# Instruction
Rewrite the listing below as a numbered list, covering only its first line up to and including the line with "[[345, 153, 381, 163]]". Leave out any blank lines.

=====

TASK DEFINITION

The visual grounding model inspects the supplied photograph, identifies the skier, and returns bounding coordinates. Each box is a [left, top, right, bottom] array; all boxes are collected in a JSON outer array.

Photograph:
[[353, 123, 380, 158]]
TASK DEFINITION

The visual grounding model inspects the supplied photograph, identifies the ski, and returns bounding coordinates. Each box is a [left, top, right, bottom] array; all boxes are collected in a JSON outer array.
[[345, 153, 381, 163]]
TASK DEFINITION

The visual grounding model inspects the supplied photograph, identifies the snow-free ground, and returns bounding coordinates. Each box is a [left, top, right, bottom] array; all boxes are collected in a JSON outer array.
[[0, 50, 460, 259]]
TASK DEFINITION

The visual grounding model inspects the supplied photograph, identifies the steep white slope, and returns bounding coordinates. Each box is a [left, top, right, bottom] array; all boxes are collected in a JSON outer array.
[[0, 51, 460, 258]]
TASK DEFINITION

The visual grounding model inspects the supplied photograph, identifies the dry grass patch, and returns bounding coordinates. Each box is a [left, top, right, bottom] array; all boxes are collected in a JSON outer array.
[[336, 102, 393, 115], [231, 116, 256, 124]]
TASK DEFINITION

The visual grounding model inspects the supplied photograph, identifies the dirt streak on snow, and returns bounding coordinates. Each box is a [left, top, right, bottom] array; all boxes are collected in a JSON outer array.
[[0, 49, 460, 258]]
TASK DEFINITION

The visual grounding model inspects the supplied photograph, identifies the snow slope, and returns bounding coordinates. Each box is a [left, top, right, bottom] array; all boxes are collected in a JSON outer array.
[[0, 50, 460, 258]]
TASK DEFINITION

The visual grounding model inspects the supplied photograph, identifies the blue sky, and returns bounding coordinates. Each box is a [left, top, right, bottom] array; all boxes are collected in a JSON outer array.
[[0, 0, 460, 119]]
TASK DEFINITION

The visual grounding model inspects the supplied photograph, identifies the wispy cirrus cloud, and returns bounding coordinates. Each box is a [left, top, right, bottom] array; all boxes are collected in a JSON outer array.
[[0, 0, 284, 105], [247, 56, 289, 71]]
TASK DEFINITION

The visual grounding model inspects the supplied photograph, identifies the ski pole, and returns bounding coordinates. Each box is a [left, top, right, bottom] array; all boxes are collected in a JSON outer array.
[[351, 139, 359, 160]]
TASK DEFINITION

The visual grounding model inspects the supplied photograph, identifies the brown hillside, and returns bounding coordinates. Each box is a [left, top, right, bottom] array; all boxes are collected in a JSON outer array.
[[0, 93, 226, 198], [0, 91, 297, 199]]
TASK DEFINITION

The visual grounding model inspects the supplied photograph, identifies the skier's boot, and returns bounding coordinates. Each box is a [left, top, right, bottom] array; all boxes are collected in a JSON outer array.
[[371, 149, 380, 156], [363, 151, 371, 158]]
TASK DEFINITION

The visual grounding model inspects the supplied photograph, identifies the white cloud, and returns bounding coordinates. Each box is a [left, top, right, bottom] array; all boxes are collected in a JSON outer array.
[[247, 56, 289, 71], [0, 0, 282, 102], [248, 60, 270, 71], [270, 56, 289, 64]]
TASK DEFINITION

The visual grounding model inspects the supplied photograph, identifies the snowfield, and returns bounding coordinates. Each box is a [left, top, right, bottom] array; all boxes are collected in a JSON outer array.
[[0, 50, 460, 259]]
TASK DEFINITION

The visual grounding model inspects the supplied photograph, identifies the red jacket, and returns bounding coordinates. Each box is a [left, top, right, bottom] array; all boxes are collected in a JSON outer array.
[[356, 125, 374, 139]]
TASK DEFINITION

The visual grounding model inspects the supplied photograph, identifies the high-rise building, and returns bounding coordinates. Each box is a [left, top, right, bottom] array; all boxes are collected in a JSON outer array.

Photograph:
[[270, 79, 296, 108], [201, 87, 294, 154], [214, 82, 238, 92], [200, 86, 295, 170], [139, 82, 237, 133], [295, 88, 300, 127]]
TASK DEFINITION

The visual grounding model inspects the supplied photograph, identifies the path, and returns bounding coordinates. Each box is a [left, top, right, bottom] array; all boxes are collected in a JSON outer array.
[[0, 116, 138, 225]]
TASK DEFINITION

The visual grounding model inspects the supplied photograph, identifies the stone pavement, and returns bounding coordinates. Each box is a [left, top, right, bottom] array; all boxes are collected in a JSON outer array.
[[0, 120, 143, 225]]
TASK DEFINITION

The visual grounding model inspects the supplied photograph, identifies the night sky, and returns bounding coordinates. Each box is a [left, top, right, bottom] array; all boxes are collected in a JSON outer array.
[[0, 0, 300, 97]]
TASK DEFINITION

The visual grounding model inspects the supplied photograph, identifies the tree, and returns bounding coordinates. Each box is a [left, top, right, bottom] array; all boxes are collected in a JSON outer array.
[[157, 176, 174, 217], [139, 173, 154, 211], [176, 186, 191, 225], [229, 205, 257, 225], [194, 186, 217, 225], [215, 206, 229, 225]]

=====

# Completed exercise
1. TASK DEFINITION
2. The visual grounding model inspects the supplied photograph, identifies the skier, and returns bounding coordinates. Each box is a [left, top, right, bottom] array; all boxes are collected in a JSON outer array.
3. Photograph:
4. [[353, 123, 380, 158]]
5. TASK DEFINITION
6. The visual grounding model inspects the supplied photograph, identifies the ski, and returns bounding coordinates. Each box is a [left, top, right, bottom] array; all boxes are collected in a JSON outer array.
7. [[345, 153, 381, 163]]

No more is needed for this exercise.